*EXERCISE INSTRUCTIONS*: Each line from the first down to the one containing "Query: team uniform" should be returned exactly as it appears below.

*RECORDS PROVIDED*:
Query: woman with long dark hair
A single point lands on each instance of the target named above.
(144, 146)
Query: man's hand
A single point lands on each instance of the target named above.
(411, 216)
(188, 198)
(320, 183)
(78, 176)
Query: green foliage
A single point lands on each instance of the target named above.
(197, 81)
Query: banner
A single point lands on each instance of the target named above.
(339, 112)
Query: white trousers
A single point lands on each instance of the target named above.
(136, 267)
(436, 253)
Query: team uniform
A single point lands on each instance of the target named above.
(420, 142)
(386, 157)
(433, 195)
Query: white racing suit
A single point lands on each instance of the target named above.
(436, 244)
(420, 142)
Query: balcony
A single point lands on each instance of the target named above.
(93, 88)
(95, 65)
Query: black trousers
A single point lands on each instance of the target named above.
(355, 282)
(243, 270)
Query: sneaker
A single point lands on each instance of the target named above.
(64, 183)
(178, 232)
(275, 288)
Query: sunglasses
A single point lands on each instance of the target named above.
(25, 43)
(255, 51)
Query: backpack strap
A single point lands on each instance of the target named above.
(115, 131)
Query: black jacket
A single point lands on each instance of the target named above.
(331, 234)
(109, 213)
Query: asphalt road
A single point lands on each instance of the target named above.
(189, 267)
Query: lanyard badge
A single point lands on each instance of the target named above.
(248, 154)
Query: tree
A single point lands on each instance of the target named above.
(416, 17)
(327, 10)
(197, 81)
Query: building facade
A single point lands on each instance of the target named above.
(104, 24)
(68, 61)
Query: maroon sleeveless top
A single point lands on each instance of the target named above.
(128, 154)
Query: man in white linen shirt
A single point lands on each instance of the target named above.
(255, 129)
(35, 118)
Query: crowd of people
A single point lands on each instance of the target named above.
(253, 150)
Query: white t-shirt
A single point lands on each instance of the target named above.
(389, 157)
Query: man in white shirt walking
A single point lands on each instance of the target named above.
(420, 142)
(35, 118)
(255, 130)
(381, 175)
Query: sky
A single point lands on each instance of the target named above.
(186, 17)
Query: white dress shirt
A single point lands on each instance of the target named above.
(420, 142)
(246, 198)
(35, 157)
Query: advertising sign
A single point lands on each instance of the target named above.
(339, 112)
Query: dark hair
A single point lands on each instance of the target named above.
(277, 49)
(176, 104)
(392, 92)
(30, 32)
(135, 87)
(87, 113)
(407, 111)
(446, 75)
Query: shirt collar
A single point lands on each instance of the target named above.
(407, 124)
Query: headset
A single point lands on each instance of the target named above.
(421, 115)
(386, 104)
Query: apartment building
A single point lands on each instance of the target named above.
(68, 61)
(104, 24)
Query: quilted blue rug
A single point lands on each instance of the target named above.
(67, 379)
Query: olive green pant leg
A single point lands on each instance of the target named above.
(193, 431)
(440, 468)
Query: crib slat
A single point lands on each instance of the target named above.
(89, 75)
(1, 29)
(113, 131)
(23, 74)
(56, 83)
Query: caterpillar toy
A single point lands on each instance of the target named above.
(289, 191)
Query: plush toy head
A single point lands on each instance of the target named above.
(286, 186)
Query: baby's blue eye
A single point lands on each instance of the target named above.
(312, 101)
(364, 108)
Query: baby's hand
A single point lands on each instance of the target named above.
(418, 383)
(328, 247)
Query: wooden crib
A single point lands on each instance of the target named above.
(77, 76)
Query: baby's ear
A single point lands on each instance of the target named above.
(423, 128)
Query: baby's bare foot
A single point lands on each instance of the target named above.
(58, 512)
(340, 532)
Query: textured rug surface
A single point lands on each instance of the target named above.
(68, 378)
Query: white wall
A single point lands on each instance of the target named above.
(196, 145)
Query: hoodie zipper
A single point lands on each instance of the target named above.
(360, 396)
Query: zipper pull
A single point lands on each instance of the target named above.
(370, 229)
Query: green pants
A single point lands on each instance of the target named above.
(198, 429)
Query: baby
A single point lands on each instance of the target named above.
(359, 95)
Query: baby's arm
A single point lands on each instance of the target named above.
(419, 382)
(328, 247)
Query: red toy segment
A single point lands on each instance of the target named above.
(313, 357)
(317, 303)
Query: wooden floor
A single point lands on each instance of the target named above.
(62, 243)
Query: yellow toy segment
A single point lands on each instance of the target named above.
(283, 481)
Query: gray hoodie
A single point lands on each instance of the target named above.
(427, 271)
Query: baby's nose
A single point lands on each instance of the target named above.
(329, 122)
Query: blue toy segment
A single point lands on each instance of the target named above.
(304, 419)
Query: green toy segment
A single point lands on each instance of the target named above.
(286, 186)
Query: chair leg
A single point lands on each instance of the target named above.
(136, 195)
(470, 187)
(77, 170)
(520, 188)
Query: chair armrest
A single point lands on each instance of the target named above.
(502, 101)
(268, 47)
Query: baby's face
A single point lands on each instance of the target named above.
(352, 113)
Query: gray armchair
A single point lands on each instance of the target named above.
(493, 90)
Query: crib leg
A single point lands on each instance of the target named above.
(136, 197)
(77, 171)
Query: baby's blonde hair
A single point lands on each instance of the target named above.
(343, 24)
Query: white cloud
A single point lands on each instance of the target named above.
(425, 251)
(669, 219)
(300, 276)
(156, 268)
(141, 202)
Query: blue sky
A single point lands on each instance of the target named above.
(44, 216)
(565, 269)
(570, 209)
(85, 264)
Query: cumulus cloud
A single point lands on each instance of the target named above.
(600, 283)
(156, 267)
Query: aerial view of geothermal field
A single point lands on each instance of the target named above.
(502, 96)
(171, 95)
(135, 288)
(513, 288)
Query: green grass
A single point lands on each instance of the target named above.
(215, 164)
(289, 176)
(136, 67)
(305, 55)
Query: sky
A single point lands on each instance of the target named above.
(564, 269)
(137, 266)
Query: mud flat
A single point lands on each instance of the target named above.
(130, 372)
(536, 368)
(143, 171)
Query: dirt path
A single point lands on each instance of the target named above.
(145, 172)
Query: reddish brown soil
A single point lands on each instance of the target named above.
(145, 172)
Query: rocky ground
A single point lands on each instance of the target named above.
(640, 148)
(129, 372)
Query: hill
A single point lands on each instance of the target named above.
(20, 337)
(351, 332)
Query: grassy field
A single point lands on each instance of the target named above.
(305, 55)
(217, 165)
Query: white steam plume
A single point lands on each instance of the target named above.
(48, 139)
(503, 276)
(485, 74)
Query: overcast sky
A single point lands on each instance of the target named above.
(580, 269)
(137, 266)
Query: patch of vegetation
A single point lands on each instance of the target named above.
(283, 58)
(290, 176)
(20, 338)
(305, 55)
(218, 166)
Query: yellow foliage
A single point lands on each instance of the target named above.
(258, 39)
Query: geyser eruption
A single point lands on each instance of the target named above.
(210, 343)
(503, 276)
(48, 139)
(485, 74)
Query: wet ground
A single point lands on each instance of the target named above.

*EXERCISE SOLUTION*:
Query: woman with long dark hair
A single point lands on each instance of the target named above.
(144, 146)
Query: man's hand
A single point lands on each instance of the target named above.
(411, 216)
(188, 198)
(320, 183)
(78, 176)
Query: green foliage
A single point lands on each instance of the target named above.
(197, 81)
Query: banner
A single point lands on each instance of the target named above.
(339, 112)
Query: white trousers
A single point lands on each instance of the target named above.
(136, 267)
(436, 253)
Query: team uniform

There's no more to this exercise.